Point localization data

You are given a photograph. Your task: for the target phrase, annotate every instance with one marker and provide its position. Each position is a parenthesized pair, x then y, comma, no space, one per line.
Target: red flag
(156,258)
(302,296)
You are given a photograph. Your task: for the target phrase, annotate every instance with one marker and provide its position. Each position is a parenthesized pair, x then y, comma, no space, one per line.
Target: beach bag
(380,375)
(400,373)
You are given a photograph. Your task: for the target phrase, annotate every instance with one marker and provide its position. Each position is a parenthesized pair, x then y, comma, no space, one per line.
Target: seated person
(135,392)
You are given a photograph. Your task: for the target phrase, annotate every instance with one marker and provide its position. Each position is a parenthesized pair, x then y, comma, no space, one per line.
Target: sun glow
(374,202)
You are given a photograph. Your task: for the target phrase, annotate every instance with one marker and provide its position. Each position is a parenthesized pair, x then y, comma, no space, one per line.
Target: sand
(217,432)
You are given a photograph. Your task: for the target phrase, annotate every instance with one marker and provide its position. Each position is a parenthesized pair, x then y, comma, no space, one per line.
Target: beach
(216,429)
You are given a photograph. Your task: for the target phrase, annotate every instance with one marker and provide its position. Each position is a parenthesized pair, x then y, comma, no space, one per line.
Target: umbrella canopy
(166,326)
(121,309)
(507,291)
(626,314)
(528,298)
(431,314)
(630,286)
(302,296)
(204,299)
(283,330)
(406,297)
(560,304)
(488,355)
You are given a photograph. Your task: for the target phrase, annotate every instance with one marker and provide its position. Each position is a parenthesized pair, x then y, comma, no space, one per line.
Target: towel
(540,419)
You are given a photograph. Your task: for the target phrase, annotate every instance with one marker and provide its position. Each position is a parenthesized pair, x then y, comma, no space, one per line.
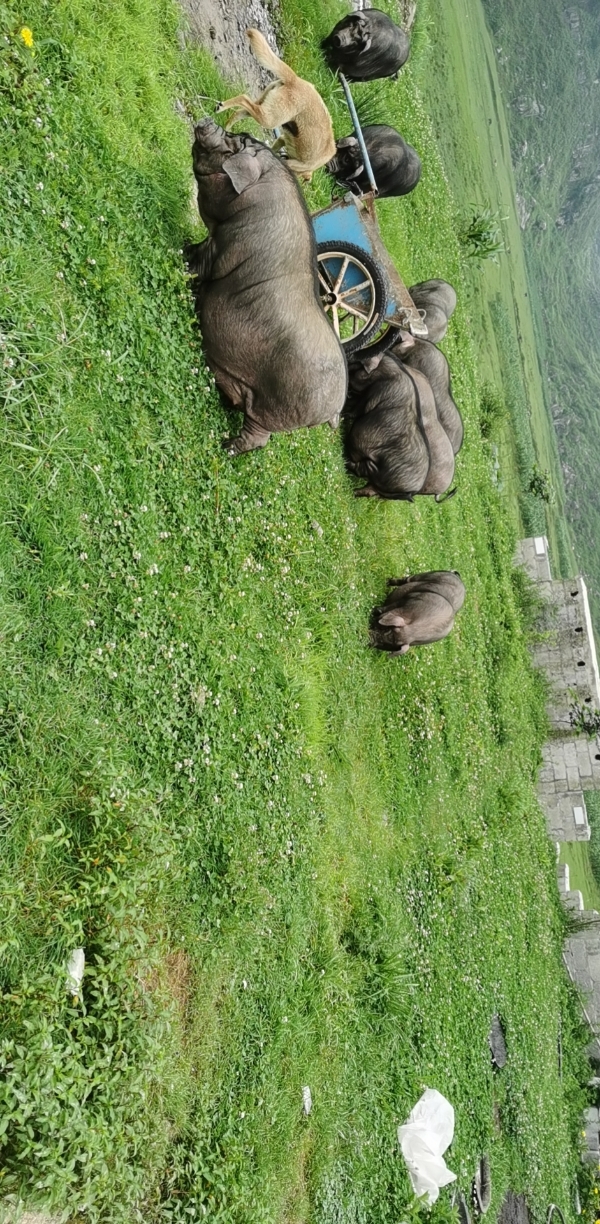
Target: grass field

** Your goal **
Write out all the entries precisely as given, omitting each image.

** Finished exercise **
You are given a photograph. Your task: for the target phrase, annotate every instance with one marker and provide its position. Each position is a parenthesized pair, x then y, comma, no space, one per line.
Target: red flag
(156,258)
(302,296)
You are given a photograph. Your task: for the target phrase, annotate every instance with one marker and provide its position. Each position is a parenthesized pair, x then y, comma, no space, one per line.
Target: beach bag
(380,375)
(400,373)
You are given a photograph. Your task: for the target phrase, annotate every instance with one marker and provide its position. Each position is a parenthesized pair, x then y, comma, no space, one per line.
Target: seated person
(135,392)
You are given a photograph. Your task: for the target phrase, annotate every instance with one marker and provide its position. Each position is a parenthesized pair, x then y, comma, no space, one per line.
Target: sun glow
(374,202)
You are given a photograph. Your task: for the target phrase, annotate every instance with one marker and provide its position. Each position is a parenthesized pair, x then y, comma, no space, one per line.
Target: sand
(217,432)
You are given a photograph. Your task: for the target phrase, annotate every instance with one marker and provide its position. Each position is a parenthesized pair, x then y, comma, no space, one per line.
Target: beach
(216,429)
You are given a photograph. Your task: for the target phrase, annotate every instance with one marker and provide its position. Each position is a parenthesized pair, x then y, comma, no space, one per line.
Target: umbrella canopy
(166,326)
(121,309)
(507,291)
(626,314)
(528,298)
(431,314)
(630,286)
(302,296)
(204,299)
(283,330)
(406,297)
(560,304)
(488,355)
You are given a photograph. Your task: for the target phrase, annotate every instance with one marker and provide its position. Each position is a parenthesized pair, x then y, comma, no space, one per line.
Target: towel
(540,419)
You are given a photograph. Your task: for the target phrase, annotate every instance with one marker and provide its position. Each position is a parenthesized pair, x then y, comma, no space, one per line.
Target: grass field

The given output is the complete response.